[Tarefa A] Altere o trecho do texto sobre participação e produtividade que vai de "Participação e produtividade: o" até "nas empresas brasileiras.", inclusive, substituindo "produtividade" por "eficiência", e apresente o trecho modificado.
[Tarefa B] Segundo o texto sobre participação e produtividade, em que período ocorreu a forte recessão interna no Brasil?
[Tarefa C] Retome o texto sobre participação e produtividade e dê continuidade a ele a partir da última frase apresentada.

[Documento]
#####

No cotidiano do embate, partindo do núcleo comum da importância do tema, realçada de maneira diferente, mas convergente por todos os seus participantes, cada grupo tentava forçar o significado do tema "participação", vendo nesse processo uma forma de alcançar os objetivos específicos sobre o que eles imaginavam ser o futuro desejado das relações trabalhistas e, evidentemente, o seu próprio futuro nos campos onde as fichas estavam sendo jogadas. Estavam lançadas as idéias de envolvimento operário com as empresas, as quais posteriormente, no transcorrer da década de 80, receberiam novos significados.

Participação e produtividade: o período de 1982 a 1987

Na primeira metade dos anos 80, outro elemento incrementou a difusão das idéias de participação. A forte recessão interna de 1980 a 1983 fez com que as empresas buscassem a melhoria dos índices de produtividade para sobreviver nos mercados internos em retração e possibilitar a introdução dos produtos brasileiros nos mercados externos, considerados mais competitivos. Esses fatos, entre outros, ocasionaram um aumento no ritmo de introdução das mudanças organizacionais nas empresas brasileiras.

Consonante com as idéias então em voga nos espaços empresariais dos países desenvolvidos, destacava-se, entre as mudanças, a implementação de ferramentas gerenciais inspiradas nas idéias de gestão empresarial japonesa, tal como eram retratadas em publicações da imprensa de negócios norte-americana. Tais ferramentas, respaldadas pela divulgação do sucesso das indústrias japonesas, em especial no que diz respeito à conquista de consideráveis parcelas do mercado norte-americano de automóveis, apareciam como uma referência para as empresas brasileiras que buscavam superar os problemas ocasionados pela recessão.

#####

Anotações de contorno de objetos:
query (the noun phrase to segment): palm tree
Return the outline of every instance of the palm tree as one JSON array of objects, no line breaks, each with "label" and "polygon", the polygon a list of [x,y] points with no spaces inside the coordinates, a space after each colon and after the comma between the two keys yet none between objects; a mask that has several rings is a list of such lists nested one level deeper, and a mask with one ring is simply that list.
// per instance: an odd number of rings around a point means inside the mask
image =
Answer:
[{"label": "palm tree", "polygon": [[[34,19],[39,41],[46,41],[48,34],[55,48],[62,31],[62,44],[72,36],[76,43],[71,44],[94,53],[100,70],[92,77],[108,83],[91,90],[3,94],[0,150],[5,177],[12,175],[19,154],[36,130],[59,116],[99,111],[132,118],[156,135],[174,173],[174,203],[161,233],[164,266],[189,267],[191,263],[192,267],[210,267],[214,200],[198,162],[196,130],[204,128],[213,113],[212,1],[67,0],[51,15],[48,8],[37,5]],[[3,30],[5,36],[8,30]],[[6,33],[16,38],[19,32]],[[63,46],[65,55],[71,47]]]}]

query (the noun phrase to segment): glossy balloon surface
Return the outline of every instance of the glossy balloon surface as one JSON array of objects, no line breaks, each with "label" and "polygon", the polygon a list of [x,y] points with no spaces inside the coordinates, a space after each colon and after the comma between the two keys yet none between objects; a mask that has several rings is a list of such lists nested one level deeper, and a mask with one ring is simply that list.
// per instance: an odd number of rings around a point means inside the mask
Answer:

#####

[Resultado da tarefa A]
Participação e eficiência: o período de 1982 a 1987

Na primeira metade dos anos 80, outro elemento incrementou a difusão das idéias de participação. A forte recessão interna de 1980 a 1983 fez com que as empresas buscassem a melhoria dos índices de eficiência para sobreviver nos mercados internos em retração e possibilitar a introdução dos produtos brasileiros nos mercados externos, considerados mais competitivos. Esses fatos, entre outros, ocasionaram um aumento no ritmo de introdução das mudanças organizacionais nas empresas brasileiras.

[Resultado da tarefa B] De 1980 a 1983.

[Resultado da tarefa C]
A introdução de formas de gestão japonesa por meio de programas de qualidade causou um significativo incremento na difusão de idéias associadas à "participação". Em especial, a divulgação e a implantação de ferramentas gerenciais que propunham a utilização de intervenções dos trabalhadores nos acontecimentos do chão de fábrica como uma forma de aumento da produtividade e melhoria da qualidade dos produtos.

Na metade da década de 80, entre as várias mudanças organizacionais associadas a "idéias japonesas" de gestão da produção, surgiam com destaque os Círculos de Controle da Qualidade (CCQs). Com os CCQs, o tema "participação" ganhava generalidade e relevância nas discussões empresariais e gerenciais. Sua divulgação tornava-se freqüente na imprensa de negócios, principalmente, por meio de exemplos de empresas que estavam implementando alguma forma de envolvimento dos operários com a produção.

Como exemplo do crescimento das publicações sobre o tema "participação" que utilizava o modelo japonês como referência, temos o gráfico a seguir.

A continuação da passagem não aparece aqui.